Фрагмент страницы
━━━━━━━━━━━━━━━━

Другой Брежнев — страница 3 из 97

«Жилось нам иногда голодно, холодно…». Как проходили 20-е годы — время, когда формировалась личность нашего героя? Он учился в эти годы в Курске, в землеустроительном техникуме. О том, насколько небогато жили учащиеся, можно судить по «Студенческим частушкам» из тогдашней печати:

Я студент и пролетарий,

Я не ною — «Ох» и «Ах», —

Я хожу на семинарий

В коллективных сапогах.

«Коллективные сапоги» означают, что у нескольких студентов имелась только одна общая пара более или менее приличной обуви.

Всюду, где требовался билет, студенты старались пройти «зайцами» — это считалось среди них чуть ли не доблестью. Что подтверждает такая «вузовская частушка» тех лет:

Я в Петровку по утрам

Проезжаю зайцем.

━━━━━━━━━━━━━━━━

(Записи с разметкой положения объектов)

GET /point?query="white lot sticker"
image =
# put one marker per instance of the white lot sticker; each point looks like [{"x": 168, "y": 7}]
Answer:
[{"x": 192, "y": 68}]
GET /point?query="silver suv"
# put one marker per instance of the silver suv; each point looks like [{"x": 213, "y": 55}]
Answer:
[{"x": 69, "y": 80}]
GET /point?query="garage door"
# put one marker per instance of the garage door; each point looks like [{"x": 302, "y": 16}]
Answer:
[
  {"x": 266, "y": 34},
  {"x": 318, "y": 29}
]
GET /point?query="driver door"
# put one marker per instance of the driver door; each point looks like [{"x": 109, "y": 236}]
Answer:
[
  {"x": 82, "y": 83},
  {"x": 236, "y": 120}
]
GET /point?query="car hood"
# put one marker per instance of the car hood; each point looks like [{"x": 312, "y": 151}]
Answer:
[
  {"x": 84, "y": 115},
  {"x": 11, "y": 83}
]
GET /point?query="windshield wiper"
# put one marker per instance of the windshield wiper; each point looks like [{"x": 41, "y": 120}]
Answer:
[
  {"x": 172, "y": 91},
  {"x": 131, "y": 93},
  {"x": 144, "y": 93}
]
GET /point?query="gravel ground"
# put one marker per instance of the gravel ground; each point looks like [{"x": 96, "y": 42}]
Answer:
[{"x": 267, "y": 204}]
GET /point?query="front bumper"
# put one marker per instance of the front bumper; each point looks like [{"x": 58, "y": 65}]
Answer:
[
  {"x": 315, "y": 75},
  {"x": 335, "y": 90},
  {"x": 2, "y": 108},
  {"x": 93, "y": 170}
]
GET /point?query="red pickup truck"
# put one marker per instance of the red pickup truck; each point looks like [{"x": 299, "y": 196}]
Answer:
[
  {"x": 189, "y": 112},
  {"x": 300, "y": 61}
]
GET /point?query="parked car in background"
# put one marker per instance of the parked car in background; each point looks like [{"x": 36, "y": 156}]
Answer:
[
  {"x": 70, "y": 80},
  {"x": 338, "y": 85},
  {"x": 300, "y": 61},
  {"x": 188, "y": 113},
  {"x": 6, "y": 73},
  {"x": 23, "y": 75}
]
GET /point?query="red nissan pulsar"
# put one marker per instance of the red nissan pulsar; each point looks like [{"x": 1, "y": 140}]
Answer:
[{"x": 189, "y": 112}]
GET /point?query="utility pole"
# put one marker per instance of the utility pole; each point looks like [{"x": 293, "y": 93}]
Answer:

━━━━━━━━━━━━━━━━

Задания
**A)** Где и в каком учебном заведении учился герой в 20-е годы, согласно фрагменту о Брежневе?
**B)** Перепишите из фрагмента о Брежневе всё, от слов «В коллективных сапогах.» вплоть до слов «Проезжаю зайцем.».
Эти записи получены из другого источника.

Ответы
**A)** В Курске, в землеустроительном техникуме.

**B)**
В коллективных сапогах.

«Коллективные сапоги» означают, что у нескольких студентов имелась только одна общая пара более или менее приличной обуви.

Всюду, где требовался билет, студенты старались пройти «зайцами» — это считалось среди них чуть ли не доблестью. Что подтверждает такая «вузовская частушка» тех лет:

Я в Петровку по утрам

Проезжаю зайцем.